--- START ---
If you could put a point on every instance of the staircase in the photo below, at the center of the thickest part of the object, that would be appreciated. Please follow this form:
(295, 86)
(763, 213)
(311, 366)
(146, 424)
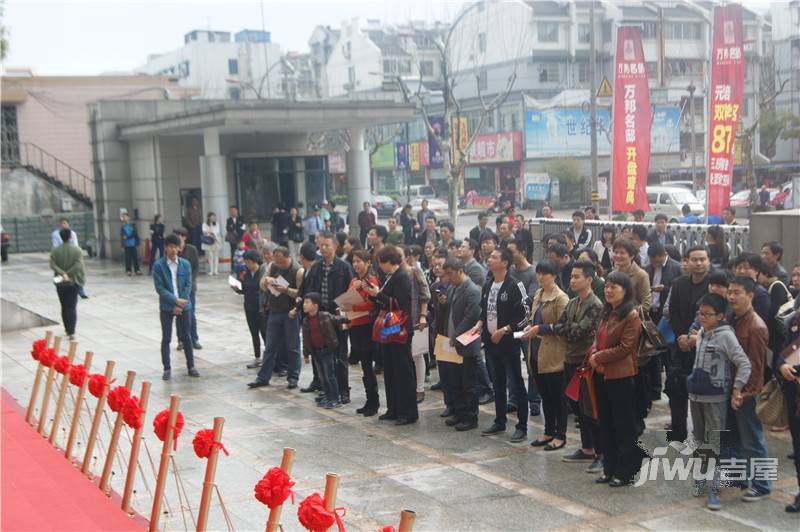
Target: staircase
(52, 169)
--- END ---
__What is expected__
Reproduce all lines of the records above, requests included, increasing each coordinate in the answer points by 81 and leaving every number in the requests and their format samples unchanged. Omit the pictures from your reply.

__Response to this task__
If you could put a point on every instance of the staircase in the photo below, at the center of the thickest part of the object, that would be appreciated. Please follow this form:
(295, 86)
(763, 213)
(311, 366)
(146, 424)
Target: staircase
(133, 250)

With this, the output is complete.